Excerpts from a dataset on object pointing
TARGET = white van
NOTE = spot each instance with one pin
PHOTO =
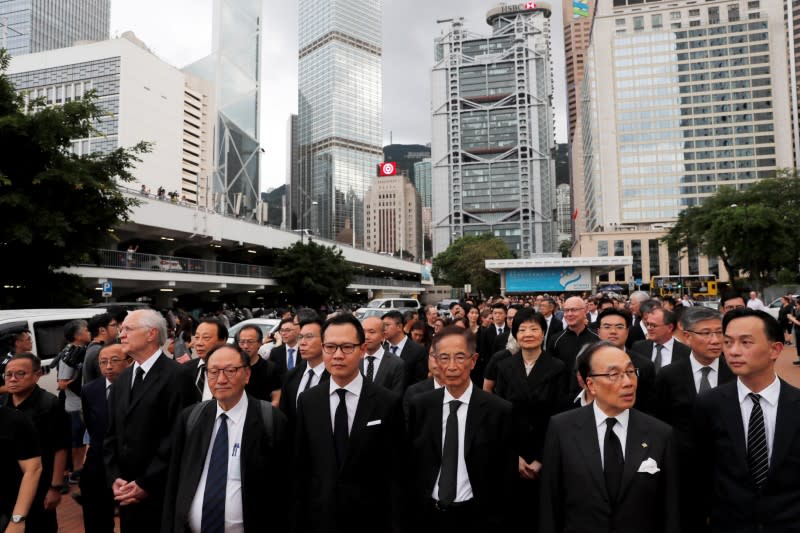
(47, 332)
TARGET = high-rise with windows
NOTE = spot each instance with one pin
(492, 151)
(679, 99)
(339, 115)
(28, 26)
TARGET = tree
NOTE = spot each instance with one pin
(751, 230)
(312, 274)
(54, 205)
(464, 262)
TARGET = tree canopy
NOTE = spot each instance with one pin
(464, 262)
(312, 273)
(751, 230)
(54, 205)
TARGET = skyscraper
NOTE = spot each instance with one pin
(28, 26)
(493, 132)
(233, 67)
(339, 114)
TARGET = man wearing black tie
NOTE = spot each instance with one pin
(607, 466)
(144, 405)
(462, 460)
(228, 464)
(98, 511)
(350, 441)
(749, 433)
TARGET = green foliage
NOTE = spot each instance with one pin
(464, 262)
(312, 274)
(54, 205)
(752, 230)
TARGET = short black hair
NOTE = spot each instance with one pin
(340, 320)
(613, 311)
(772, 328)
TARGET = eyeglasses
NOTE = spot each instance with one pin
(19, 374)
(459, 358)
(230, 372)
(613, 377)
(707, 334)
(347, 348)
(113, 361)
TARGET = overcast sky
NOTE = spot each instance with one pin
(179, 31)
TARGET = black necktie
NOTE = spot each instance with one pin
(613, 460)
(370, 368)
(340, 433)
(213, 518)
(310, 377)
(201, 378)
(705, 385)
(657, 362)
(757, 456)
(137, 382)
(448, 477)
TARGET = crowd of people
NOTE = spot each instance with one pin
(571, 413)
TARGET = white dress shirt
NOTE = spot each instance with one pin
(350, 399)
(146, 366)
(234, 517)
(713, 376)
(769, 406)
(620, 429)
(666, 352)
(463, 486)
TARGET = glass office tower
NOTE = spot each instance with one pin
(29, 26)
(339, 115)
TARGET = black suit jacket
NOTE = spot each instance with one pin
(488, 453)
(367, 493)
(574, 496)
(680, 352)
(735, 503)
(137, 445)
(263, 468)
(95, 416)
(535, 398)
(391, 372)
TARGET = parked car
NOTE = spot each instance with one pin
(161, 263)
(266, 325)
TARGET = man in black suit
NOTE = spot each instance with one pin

==

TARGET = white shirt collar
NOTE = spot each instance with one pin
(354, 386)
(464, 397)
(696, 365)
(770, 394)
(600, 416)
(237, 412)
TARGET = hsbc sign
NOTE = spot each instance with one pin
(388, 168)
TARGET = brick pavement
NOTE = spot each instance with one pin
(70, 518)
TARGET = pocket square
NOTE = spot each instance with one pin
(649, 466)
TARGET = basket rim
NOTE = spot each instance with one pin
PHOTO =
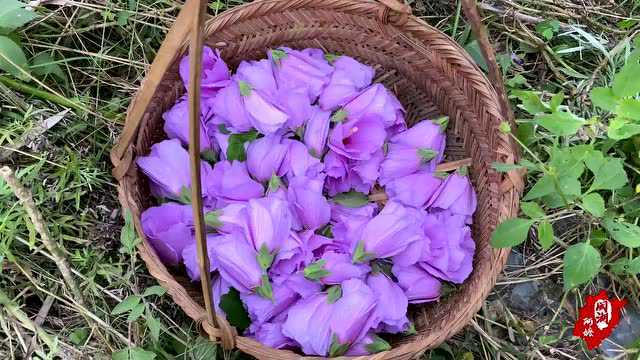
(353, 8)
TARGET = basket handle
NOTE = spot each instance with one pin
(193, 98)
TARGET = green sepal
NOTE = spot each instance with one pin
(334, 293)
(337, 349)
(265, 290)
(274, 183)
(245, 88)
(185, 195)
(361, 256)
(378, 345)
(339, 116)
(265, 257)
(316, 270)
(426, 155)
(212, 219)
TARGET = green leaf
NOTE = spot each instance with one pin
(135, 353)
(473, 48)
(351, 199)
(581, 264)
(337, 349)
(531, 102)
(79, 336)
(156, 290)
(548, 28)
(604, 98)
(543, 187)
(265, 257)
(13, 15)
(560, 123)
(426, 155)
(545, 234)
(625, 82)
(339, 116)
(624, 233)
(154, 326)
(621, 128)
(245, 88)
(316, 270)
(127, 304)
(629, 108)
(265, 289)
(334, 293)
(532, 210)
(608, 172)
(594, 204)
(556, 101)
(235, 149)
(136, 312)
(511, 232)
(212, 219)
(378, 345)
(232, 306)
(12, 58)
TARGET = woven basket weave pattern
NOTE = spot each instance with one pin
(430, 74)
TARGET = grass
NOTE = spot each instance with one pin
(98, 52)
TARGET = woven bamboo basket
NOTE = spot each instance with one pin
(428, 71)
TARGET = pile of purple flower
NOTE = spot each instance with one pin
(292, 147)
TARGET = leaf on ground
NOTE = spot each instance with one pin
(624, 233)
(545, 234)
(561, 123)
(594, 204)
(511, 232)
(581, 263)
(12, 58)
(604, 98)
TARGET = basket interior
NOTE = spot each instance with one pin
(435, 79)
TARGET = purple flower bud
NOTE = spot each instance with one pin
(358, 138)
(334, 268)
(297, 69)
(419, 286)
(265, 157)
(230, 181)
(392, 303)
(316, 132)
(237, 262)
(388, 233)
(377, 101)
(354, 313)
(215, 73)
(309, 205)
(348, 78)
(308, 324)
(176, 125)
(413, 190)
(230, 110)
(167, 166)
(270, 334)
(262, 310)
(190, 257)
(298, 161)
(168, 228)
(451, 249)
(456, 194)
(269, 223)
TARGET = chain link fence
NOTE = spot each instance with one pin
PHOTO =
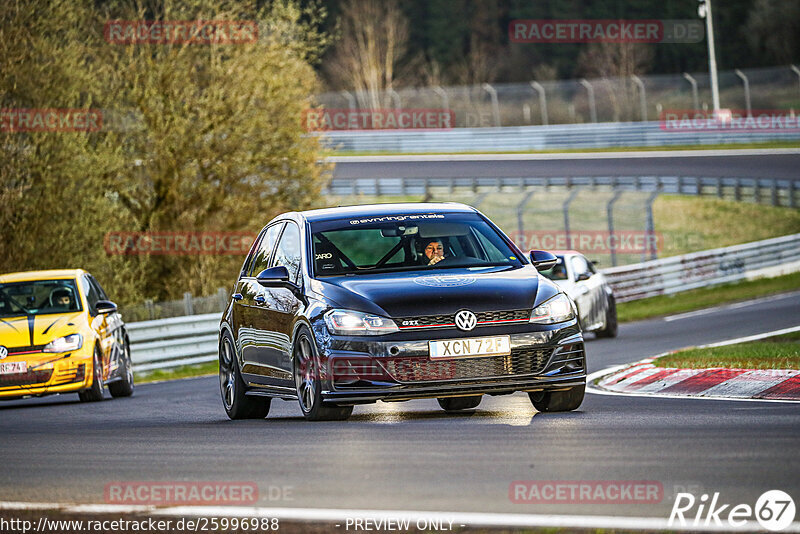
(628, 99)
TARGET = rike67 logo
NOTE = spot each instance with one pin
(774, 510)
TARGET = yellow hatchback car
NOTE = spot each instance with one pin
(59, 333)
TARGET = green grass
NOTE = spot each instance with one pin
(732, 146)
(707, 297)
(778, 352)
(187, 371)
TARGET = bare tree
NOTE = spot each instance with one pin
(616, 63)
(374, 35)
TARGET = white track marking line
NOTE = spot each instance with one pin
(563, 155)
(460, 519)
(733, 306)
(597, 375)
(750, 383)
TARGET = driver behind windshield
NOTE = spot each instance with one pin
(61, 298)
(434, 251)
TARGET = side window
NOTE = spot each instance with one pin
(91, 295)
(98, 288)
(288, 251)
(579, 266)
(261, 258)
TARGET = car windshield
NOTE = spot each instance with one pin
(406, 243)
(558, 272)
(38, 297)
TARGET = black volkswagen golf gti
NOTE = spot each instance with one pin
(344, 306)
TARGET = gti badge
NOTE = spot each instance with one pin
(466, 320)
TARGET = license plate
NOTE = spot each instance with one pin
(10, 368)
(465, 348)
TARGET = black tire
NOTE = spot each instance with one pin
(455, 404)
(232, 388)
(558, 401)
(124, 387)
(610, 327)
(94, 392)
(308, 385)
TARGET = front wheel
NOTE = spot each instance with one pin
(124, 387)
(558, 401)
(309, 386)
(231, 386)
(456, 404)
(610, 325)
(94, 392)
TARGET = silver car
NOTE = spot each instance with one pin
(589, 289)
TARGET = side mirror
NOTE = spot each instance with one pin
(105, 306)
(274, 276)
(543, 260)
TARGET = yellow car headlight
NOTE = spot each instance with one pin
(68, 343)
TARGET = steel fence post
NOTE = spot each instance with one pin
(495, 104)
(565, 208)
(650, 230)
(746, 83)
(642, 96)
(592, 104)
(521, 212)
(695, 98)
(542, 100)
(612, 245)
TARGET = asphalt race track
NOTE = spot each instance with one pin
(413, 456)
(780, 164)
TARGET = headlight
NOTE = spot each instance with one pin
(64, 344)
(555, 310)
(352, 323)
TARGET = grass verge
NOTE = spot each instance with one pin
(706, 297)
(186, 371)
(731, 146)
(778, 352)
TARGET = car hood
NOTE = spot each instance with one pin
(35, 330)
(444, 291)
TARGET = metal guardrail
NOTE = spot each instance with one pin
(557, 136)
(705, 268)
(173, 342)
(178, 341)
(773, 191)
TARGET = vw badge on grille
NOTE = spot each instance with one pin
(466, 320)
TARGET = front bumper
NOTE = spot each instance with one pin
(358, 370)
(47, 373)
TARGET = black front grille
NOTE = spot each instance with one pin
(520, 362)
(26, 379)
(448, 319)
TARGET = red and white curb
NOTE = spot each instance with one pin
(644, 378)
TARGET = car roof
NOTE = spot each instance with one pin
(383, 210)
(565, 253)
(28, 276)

--

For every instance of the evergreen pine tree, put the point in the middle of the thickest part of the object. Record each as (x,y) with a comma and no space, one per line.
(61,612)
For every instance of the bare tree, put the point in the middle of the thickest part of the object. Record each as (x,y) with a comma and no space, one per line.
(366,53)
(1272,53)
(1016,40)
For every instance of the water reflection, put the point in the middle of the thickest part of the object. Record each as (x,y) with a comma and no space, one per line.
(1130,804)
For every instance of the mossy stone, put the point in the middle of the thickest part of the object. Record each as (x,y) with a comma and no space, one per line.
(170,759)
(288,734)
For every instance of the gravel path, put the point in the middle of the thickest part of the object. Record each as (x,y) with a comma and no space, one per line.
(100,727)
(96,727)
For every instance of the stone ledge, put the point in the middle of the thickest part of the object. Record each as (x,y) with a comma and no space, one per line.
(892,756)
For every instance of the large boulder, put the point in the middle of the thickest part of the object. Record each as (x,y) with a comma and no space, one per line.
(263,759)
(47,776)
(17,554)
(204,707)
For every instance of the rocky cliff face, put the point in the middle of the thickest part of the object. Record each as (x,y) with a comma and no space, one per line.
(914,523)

▶ _What is asked_: Extract from the records above every line that contains the string "tree", copying each one in full.

▶ _Result of the task_:
TARGET = tree
TARGET = tree canopy
TARGET = bare tree
For every instance of the evergreen pine tree, put the point in the middle of the thickest part of the object. Record each as (x,y) with a comma and no space, one per line.
For every instance of the bare tree, put the point in the middle of the thickest part of the object. Record each as (x,y) with a comma and no space, one per line.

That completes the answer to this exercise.